## Exercise
Convert the material below into a JSON list of strings with one string per line, omitting blank lines and leaving out the pictures.

## Entries provided
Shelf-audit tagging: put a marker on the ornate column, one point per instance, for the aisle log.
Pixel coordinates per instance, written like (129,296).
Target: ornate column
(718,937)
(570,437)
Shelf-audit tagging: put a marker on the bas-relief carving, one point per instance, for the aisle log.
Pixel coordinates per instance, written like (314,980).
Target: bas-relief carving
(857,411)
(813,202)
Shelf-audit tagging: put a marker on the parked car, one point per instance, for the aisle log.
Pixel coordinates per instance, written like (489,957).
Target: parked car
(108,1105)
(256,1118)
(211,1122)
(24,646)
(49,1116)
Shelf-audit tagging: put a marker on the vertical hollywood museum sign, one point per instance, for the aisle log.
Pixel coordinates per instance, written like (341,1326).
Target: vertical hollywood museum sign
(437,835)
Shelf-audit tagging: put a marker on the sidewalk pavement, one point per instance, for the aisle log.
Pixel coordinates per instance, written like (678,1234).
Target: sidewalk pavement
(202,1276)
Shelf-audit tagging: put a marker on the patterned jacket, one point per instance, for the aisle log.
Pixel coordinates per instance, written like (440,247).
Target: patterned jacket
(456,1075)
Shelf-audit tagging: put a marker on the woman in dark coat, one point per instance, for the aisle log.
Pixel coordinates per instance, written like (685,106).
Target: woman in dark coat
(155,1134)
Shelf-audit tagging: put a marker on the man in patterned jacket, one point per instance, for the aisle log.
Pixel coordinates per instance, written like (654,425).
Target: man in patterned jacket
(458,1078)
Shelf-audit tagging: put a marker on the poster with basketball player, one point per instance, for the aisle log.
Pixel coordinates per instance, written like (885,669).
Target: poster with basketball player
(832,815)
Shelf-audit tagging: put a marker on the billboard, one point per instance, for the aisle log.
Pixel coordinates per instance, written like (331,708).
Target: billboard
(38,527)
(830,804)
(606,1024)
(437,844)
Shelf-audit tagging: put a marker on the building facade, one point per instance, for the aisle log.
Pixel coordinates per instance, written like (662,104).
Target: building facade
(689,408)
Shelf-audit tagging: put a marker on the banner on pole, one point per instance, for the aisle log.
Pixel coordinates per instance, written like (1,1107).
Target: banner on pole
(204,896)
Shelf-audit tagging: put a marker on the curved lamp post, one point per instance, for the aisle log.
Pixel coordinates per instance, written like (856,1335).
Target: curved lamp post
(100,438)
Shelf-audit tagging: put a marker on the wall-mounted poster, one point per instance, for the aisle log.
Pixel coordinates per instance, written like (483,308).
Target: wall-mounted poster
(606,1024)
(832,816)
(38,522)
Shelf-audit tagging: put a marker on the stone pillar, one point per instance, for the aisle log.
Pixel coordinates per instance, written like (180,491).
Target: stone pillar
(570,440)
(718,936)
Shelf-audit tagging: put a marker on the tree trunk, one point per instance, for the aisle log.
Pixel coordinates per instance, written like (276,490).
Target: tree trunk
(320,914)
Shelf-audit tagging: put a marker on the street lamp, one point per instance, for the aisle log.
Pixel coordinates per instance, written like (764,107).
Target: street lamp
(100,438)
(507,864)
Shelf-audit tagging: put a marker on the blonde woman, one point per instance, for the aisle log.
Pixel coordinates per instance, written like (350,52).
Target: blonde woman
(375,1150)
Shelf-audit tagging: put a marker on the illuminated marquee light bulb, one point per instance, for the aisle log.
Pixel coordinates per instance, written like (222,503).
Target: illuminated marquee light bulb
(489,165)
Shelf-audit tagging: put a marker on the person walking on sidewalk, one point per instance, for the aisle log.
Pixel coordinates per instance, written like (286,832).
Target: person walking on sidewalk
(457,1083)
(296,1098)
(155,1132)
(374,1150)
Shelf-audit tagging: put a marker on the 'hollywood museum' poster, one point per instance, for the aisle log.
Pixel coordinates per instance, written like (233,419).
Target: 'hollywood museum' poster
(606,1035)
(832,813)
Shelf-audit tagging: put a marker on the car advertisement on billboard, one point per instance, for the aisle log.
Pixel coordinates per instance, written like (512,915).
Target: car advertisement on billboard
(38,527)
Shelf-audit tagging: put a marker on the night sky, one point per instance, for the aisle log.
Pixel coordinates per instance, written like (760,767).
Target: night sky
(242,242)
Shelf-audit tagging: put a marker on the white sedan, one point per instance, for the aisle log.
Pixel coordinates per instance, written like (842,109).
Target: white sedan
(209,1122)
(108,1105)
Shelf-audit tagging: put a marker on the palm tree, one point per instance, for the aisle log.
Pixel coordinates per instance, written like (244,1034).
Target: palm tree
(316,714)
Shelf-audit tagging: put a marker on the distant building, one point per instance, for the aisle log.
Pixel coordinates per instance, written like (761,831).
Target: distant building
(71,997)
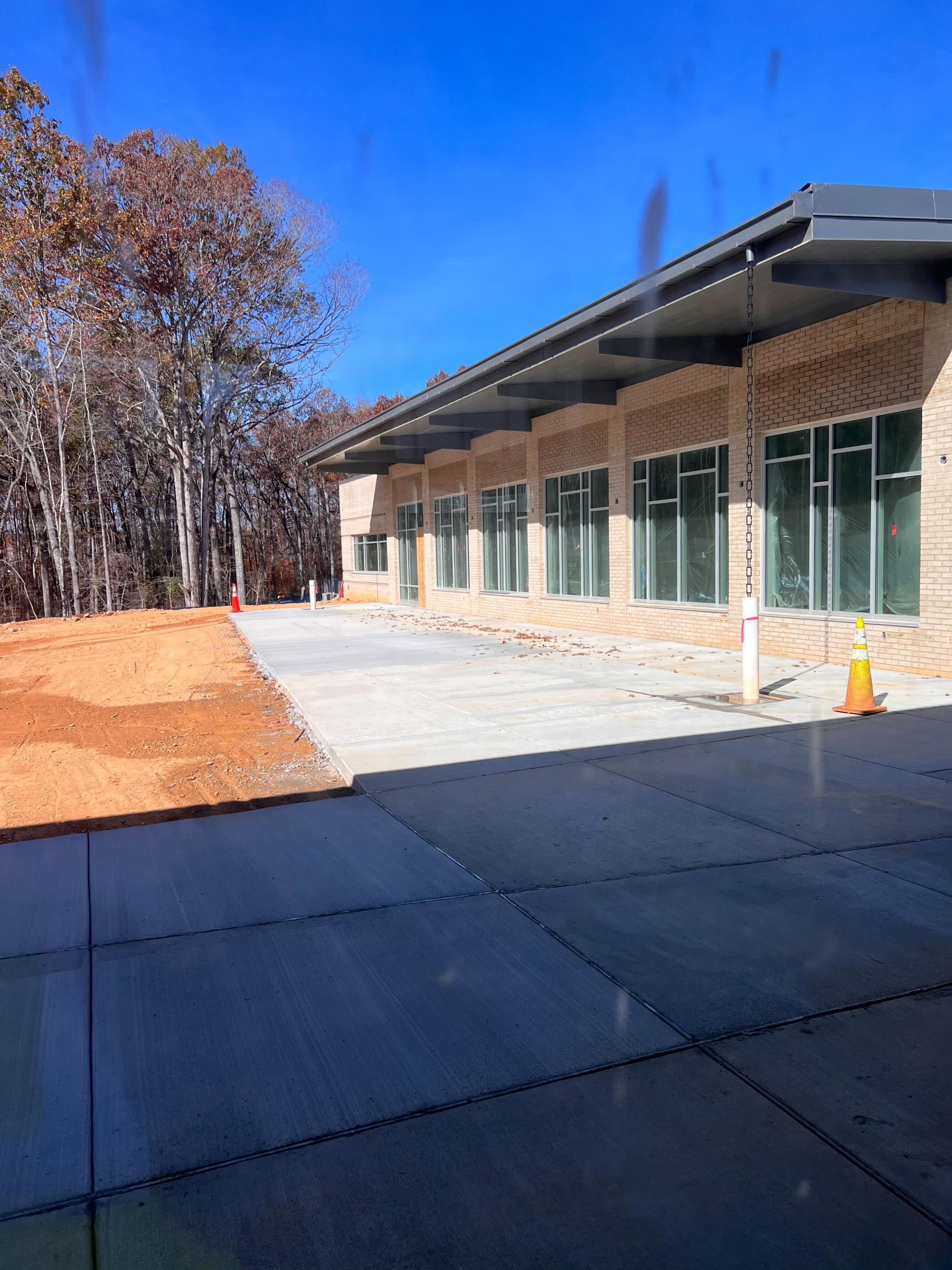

## Response for this exercise
[
  "Shelf-audit tagging: put a marker on the ornate column, one point per instance, for the aisle log.",
  "Pixel coordinates per instance, written like (129,296).",
  "Target: ornate column",
  "(718,937)",
  "(570,437)",
  "Shelf-audit tagging: put a marker on the bas-relief carving, one point per instance, for the aisle log.",
  "Pixel coordinates per instance, written like (314,980).",
  "Target: bas-relief carving",
  "(857,411)",
  "(813,202)",
  "Shelf-audit tagging: put a marker on the parked car, one point per instance, for the aisle log.",
  "Pixel coordinates per instance, written like (489,957).",
  "Target: parked car",
  "(108,1105)",
  "(256,1118)",
  "(211,1122)",
  "(24,646)",
  "(49,1116)",
  "Shelf-audit tagging: put a marker on the vertical hollywood museum sign, one point per instance, for the aisle log.",
  "Pixel coordinates per instance, written like (341,1326).",
  "Target: vertical hollywood museum sign",
  "(437,835)",
  "Shelf-audit tagging: put a marker on the sidewalk pavement, one point per instance, for the aisle log.",
  "Pixel coordinates per instance, written like (678,1234).",
  "Target: sidewalk pavement",
  "(202,1276)",
  "Shelf-audit tagging: put a marker on the patterned jacket, one point per instance, for the aisle log.",
  "Pixel coordinates per instance, written like (440,247).",
  "Target: patterned jacket",
  "(456,1075)",
  "Shelf-audit tagging: put a marker on the woman in dark coat, one point per instance, for the aisle log.",
  "Pixel coordinates per instance, written like (685,106).",
  "Target: woman in dark coat",
  "(155,1134)",
  "Shelf-audit tagging: put a marker on the man in patterned jacket, one point per instance, for the aisle log.",
  "Pixel coordinates per instance, written like (654,425).",
  "Target: man in patterned jacket",
  "(458,1078)",
  "Shelf-audit tagging: put a marker on the poster with basketball player, one point per instance, for the aisle log.",
  "Pixel coordinates per instance, written like (885,669).",
  "Target: poster with basketball player",
  "(832,815)",
  "Shelf-audit tagging: put a marker on the billboard, one point per instance, for the aisle log.",
  "Pixel coordinates per instance, written like (331,708).",
  "Target: billboard",
  "(38,527)",
  "(830,804)",
  "(606,1024)",
  "(437,844)",
  "Shelf-audit tagging: put a marker on the building facade, one point per instance, for the aisle log.",
  "Pixel coordinates per instance, written like (662,104).",
  "Target: building facade",
  "(689,408)",
  "Shelf-audit tagging: put a marker on the banner on pole, one point per instance, for the aisle log.",
  "Pixel coordinates per instance, written like (1,1107).",
  "Target: banner on pole",
  "(204,896)",
  "Shelf-audit tagging: put a marker on the curved lamp post, one point per instance, for the aisle log.",
  "Pixel coordinates per instance, written like (856,1335).",
  "Target: curved lamp post",
  "(100,438)",
  "Shelf-audit tagging: put a marker on the wall-mounted poster, one point per instance, for the aisle log.",
  "Pixel coordinates per instance, written like (483,308).",
  "Target: wall-mounted poster",
  "(606,1024)",
  "(832,816)",
  "(38,522)",
  "Shelf-audit tagging: put a marker on the stone pillar, one point per instance, for the aisle log.",
  "Pixel coordinates per instance, written like (180,491).",
  "Target: stone pillar",
  "(570,440)",
  "(718,936)",
  "Shelf-audit tagging: put a marker on the tree trunk, one point per instance, for the aisle log.",
  "Pixel coordinates per instance, written like (276,490).",
  "Target: tree trunk",
  "(320,914)",
  "Shelf-audit tagging: put a marker on the street lamp, one point per instance, for the aisle log.",
  "Pixel coordinates per instance, written like (764,107).",
  "Target: street lamp",
  "(100,438)",
  "(507,864)",
  "Shelf-audit tagging: put a marker on the blonde woman, one point per instance, for the aisle log.",
  "Pixel coordinates per instance, written like (350,52).",
  "Target: blonde woman",
  "(375,1150)",
  "Shelf-audit tagging: put a marker on the illuminated marquee light bulb, one point per instance, for the aisle log.",
  "Pixel coordinates per instance, written like (222,503).",
  "Target: illuminated marquee light bulb",
  "(489,165)",
  "Shelf-audit tagging: put a marker on the person walking on sidewalk, one point per instance, for the aisle log.",
  "Pixel coordinates per instance, written like (286,832).",
  "Target: person walking on sidewalk",
  "(457,1083)",
  "(296,1098)",
  "(155,1132)",
  "(374,1150)",
  "Shelf-audit tagging: put a marker on the 'hollywood museum' poster, one point per instance, for the aisle log.",
  "Pixel coordinates per instance, written like (233,419).",
  "Target: 'hollywood museum' poster",
  "(606,1035)",
  "(832,813)",
  "Shelf-audit tagging: put a marker on the car advertisement on billboard, one point per instance, for the aisle log.",
  "Pixel coordinates per instance, written like (512,915).",
  "Target: car advertisement on billboard",
  "(38,527)",
  "Shelf-audit tagging: put a marker on the night sky, one point per instance, for the aisle log.",
  "Pixel coordinates per instance, written like (760,767).",
  "Target: night sky",
  "(242,242)",
  "Shelf-audit tagging: put a marker on the white sedan, one point per instance, for the aisle log.",
  "Pixel coordinates per instance, written like (842,109).",
  "Target: white sedan",
  "(209,1122)",
  "(108,1105)",
  "Shelf-audit tagging: put a marker on the palm tree, one point per instance, for the aisle log.",
  "Pixel coordinates per instance, written like (244,1034).",
  "Target: palm tree",
  "(316,714)",
  "Shelf-audit tagging: put a marker on the distant building, one point per instance, for the aisle log.",
  "Pixel coordinates per instance, written like (761,831).",
  "Target: distant building",
  "(71,997)"
]